=== TEXT SEGMENT ===

Her daughter is the first of her four children to leave home and go off to study - a worrying experience for parents at the best of times - but, given current circumstances, even more so.
This week another text pinged on my phone from my friend, with a photo attached of the food her girl had been provided with by the university in question. For a fairly hefty amount of money, they were delivering food parcels to all the students each day - a mixed bundle of tinned soup, pre-packed sandwiches, crisps and bread with a small nod to fresh fruit and vegetables in the shape of a bag of bright green apples.
My pal was stressed about the nutrition her child was, or more accurately, wasn't, getting. I called her back and murmured my agreement but I couldn't stop myself from reminding her that what we existed on in our first year of uni was a lot less impressive than what was arriving at her daughter's door.

=== DATA ===

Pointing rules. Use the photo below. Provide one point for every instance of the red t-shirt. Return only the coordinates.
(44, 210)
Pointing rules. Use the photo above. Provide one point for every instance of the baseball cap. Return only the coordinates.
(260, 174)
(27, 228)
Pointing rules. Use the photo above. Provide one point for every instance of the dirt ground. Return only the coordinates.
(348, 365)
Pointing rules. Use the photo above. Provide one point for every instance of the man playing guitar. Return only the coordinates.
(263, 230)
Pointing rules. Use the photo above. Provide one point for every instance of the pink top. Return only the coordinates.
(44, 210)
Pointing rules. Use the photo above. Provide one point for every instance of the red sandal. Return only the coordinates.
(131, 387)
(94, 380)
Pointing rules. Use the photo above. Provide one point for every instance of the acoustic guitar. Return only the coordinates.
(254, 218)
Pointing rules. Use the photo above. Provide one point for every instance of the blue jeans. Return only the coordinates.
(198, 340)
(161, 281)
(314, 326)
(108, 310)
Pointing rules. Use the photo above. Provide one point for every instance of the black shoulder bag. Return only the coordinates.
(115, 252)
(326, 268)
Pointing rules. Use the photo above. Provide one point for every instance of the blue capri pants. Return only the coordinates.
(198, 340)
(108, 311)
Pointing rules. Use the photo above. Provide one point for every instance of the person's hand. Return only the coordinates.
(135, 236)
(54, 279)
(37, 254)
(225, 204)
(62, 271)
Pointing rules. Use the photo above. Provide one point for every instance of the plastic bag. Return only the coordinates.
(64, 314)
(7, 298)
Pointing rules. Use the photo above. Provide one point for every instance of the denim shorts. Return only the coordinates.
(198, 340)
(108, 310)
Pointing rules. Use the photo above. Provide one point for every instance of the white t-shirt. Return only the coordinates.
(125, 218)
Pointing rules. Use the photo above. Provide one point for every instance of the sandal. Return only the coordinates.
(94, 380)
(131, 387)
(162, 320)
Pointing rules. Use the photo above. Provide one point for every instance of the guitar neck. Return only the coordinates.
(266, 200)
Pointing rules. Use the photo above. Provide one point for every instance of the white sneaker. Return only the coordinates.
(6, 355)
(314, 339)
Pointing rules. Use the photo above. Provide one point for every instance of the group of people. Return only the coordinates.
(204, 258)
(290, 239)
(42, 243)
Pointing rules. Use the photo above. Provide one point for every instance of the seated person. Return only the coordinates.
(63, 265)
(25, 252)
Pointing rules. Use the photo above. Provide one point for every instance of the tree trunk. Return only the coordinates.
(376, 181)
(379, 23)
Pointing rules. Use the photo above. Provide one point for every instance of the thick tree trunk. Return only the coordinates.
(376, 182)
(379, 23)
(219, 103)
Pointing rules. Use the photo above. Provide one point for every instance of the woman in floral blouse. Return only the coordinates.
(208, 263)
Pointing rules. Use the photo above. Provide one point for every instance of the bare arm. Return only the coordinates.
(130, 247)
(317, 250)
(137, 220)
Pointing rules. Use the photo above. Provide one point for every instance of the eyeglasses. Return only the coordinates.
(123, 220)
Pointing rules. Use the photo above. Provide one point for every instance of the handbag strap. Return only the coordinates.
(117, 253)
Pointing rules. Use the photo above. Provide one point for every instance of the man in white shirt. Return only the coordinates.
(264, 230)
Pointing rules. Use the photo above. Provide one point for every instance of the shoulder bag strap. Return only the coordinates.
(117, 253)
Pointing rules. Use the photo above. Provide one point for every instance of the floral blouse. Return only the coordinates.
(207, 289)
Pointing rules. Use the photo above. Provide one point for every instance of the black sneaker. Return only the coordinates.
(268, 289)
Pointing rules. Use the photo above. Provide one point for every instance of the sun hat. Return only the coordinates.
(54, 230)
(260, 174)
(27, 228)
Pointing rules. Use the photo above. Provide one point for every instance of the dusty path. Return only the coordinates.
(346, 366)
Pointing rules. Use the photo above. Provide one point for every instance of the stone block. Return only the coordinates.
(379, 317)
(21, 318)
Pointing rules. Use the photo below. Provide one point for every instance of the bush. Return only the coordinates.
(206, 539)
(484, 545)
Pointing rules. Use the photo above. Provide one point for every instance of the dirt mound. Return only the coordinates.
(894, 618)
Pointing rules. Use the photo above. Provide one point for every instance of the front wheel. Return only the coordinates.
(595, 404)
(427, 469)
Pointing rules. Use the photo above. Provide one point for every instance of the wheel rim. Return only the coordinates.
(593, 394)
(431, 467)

===

TASK REQUIREMENTS:
According to the text about the university food parcels, what fresh produce was included in the daily deliveries?

CORRECT ANSWER:
A bag of bright green apples.